- **Work item**
Quote the passage about Days For Girls below word for word, beginning at "They lose days" and continuing through "Recyclable Sanitary kits.".

- **Text segment**
Girls in Africa lose days from their lives when they have no access to hygienic menstruation aids.
They lose days from their education, from work and are often being isolated from others. In fact, a girl can lose 3,000 days over her lifetime and in poorer countries that is very much the reality.
Girls and women in developing countries, often use whatever they can get their hands on for sanitary hygiene, such as old cloths, leaves or rags. Days For Girls is dedicated to providing access to washable, recyclable quality hygiene kits to help girls reclaim the days that they lose each month.
So, What exactly is Days for Girls?
Days For Girls is a world wide NGO that came out of the USA and is now in over 140 countries. It enables local women to make according to a set pattern, Recyclable Sanitary kits.
These are already enabling thousands of young women to no longer suffer humiliating embarrassment and who were missing out on important educational opportunities, to sometimes get infections and even suffer death.
All because of a lack of access to monthly hygienic aids.Days for Girls also enables many many women to earn through alternative income source that is guaranteed to be self sustainable.

- **Records**
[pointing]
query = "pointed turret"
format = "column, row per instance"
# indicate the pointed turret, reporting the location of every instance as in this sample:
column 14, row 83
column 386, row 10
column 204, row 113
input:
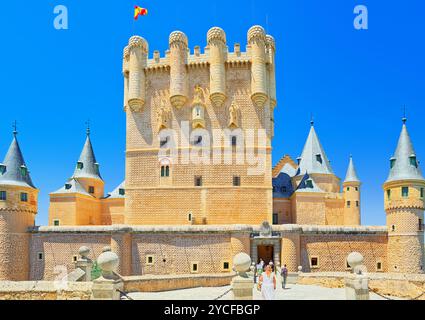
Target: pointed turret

- **Exercise solution**
They lose days from their education, from work and are often being isolated from others. In fact, a girl can lose 3,000 days over her lifetime and in poorer countries that is very much the reality.
Girls and women in developing countries, often use whatever they can get their hands on for sanitary hygiene, such as old cloths, leaves or rags. Days For Girls is dedicated to providing access to washable, recyclable quality hygiene kits to help girls reclaim the days that they lose each month.
So, What exactly is Days for Girls?
Days For Girls is a world wide NGO that came out of the USA and is now in over 140 countries. It enables local women to make according to a set pattern, Recyclable Sanitary kits.